== Data shown

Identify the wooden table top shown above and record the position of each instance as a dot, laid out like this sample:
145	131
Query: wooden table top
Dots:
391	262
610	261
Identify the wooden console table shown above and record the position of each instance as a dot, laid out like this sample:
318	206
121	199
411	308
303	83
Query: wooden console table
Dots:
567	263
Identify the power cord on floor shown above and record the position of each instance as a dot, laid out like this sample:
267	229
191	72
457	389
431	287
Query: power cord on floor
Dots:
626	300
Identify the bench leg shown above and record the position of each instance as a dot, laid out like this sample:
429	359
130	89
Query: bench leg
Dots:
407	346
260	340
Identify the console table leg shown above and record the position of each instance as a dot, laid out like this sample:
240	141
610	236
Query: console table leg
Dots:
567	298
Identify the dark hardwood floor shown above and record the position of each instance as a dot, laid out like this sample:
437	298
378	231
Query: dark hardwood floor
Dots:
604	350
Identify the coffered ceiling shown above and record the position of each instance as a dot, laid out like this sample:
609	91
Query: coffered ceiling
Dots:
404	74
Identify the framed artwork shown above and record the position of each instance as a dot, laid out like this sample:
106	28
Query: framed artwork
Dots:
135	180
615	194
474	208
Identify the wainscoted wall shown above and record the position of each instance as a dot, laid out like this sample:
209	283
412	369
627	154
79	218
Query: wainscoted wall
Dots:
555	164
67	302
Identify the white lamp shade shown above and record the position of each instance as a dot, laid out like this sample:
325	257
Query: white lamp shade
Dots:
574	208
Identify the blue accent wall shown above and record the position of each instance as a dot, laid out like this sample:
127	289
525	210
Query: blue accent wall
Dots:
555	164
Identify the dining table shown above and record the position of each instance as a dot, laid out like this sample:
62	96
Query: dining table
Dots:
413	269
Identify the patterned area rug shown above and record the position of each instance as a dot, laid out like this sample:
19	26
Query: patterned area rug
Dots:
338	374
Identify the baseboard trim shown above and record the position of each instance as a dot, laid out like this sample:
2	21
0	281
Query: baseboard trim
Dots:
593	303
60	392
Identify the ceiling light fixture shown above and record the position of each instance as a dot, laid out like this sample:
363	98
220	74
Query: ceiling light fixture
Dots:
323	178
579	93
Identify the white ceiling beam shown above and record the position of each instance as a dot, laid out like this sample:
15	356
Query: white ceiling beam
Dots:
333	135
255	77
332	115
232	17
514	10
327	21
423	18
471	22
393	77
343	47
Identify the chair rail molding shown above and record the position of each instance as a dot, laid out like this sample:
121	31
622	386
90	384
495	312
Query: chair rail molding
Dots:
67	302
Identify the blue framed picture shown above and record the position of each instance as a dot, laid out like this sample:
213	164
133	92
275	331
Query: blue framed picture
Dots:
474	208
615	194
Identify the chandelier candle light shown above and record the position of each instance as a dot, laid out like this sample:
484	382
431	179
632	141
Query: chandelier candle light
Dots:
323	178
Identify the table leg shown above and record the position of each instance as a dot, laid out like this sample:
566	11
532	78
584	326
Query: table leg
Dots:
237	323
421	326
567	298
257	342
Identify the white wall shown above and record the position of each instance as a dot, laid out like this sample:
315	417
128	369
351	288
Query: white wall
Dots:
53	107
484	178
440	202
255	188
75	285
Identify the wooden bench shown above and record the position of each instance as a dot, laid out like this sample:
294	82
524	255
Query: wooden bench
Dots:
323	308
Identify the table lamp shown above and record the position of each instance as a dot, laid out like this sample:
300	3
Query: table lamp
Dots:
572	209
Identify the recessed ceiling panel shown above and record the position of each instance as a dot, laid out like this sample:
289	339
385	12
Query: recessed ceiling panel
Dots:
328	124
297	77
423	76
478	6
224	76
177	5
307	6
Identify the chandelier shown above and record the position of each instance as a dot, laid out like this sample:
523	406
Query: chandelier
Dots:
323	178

====

Within the listing above, tally the lines holding the word "picture". Give the tally only.

_Result of the exercise_
2